[Saved entries]
------------------------------------------------------------------------
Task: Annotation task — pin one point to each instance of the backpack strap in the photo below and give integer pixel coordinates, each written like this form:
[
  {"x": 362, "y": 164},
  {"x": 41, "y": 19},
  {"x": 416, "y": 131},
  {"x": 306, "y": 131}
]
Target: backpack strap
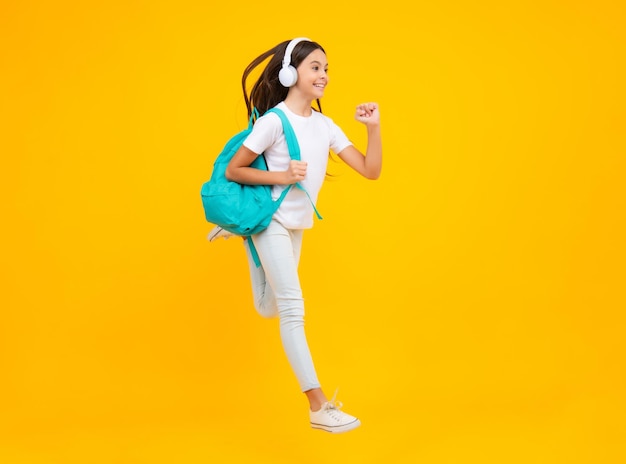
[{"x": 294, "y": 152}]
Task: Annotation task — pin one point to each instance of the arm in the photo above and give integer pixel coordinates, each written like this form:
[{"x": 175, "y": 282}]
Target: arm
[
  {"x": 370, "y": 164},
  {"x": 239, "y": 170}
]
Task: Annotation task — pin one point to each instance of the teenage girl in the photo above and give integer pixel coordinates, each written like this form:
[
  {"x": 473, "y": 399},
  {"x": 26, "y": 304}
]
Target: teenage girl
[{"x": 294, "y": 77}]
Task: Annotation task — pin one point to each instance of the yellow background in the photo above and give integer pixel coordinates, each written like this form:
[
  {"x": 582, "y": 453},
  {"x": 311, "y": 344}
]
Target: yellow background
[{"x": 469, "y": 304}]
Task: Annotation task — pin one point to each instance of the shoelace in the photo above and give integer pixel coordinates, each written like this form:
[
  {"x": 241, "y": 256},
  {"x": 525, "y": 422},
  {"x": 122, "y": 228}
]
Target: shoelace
------------------------------------------------------------------------
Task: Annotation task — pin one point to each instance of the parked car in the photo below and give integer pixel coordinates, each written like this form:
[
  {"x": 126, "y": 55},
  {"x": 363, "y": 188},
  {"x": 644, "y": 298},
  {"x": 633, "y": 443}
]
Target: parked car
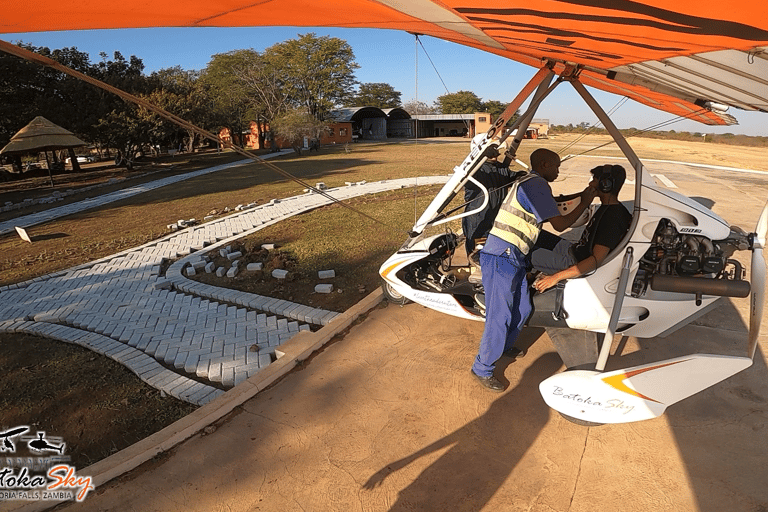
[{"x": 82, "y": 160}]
------------------------------------------------------------------------
§ TASK TO COMPLETE
Take exactly the lines from the one containing "of the yellow" through the one containing "Target: shoelace" in the data above, and output them with nothing added.

§ YOUR SOLUTION
Task: Annotation task — pin one point to each instance of the yellow background in the photo above and give integer pixel coordinates, each written like this form:
[
  {"x": 582, "y": 453},
  {"x": 311, "y": 344}
]
Target: yellow background
[{"x": 469, "y": 304}]
Task: Annotation task — pin one point to each instance of the shoelace in the photo above and give integer pixel coordinates, each written like this form:
[
  {"x": 241, "y": 256},
  {"x": 525, "y": 422},
  {"x": 122, "y": 228}
]
Target: shoelace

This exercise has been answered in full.